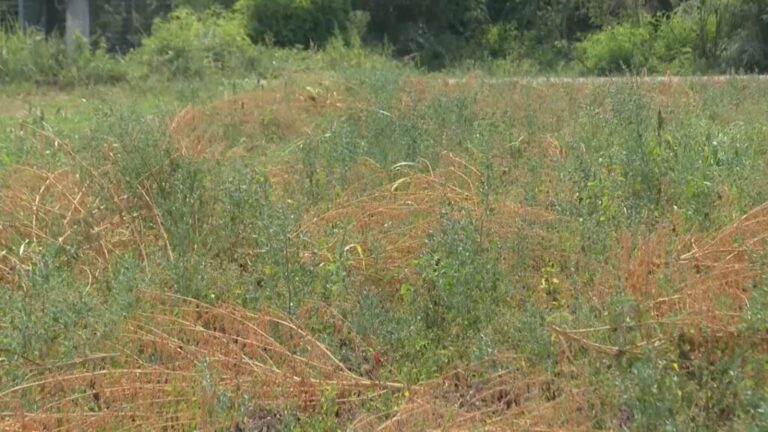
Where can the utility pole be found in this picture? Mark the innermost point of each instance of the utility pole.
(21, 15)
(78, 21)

==

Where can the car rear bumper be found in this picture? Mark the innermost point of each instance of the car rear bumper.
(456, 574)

* * *

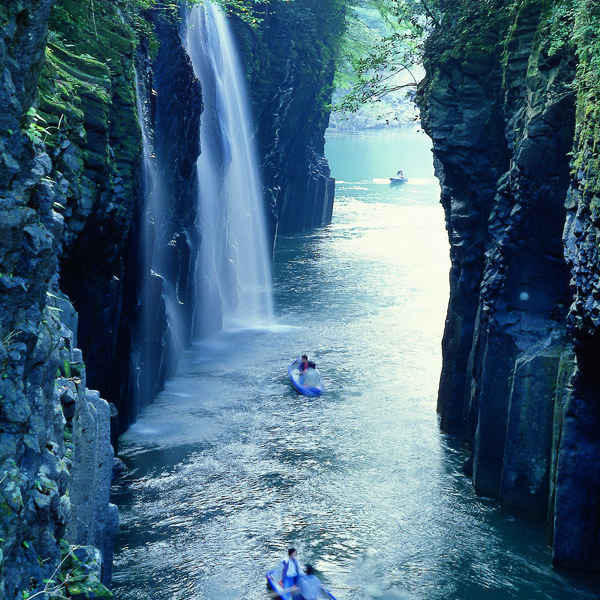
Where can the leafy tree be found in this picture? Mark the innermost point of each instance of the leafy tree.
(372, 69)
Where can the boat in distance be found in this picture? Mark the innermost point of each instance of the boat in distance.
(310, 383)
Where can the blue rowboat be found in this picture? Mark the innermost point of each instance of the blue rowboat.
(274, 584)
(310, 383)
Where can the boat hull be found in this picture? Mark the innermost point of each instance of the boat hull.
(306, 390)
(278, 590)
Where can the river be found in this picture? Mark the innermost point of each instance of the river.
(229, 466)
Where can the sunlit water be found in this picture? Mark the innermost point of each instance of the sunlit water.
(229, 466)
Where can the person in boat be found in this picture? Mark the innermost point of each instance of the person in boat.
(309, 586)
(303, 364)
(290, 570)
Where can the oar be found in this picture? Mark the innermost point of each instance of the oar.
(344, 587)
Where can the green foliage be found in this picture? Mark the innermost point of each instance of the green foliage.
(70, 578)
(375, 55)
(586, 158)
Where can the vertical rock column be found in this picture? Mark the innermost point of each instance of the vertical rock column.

- How to complete this task: Everything above from the line with "Where can the person" to the line with "Where can the vertical", both included, must be repeated exactly, and nothing outside that range.

- Solution for this task:
Where can the person in boat be found in this picture? Mark the innermost point of each instance of the person in boat.
(309, 586)
(303, 364)
(290, 570)
Where can the oar be found in this picture? Mark the innermost point of each instance of the oar.
(344, 587)
Where can the green foliage be found in this picture? Mark the innermost point of each instance of the green foliage.
(70, 578)
(375, 55)
(586, 158)
Where can the vertical rock column be found in this picture? Mark the innermost point of each instance of the vertical rock column.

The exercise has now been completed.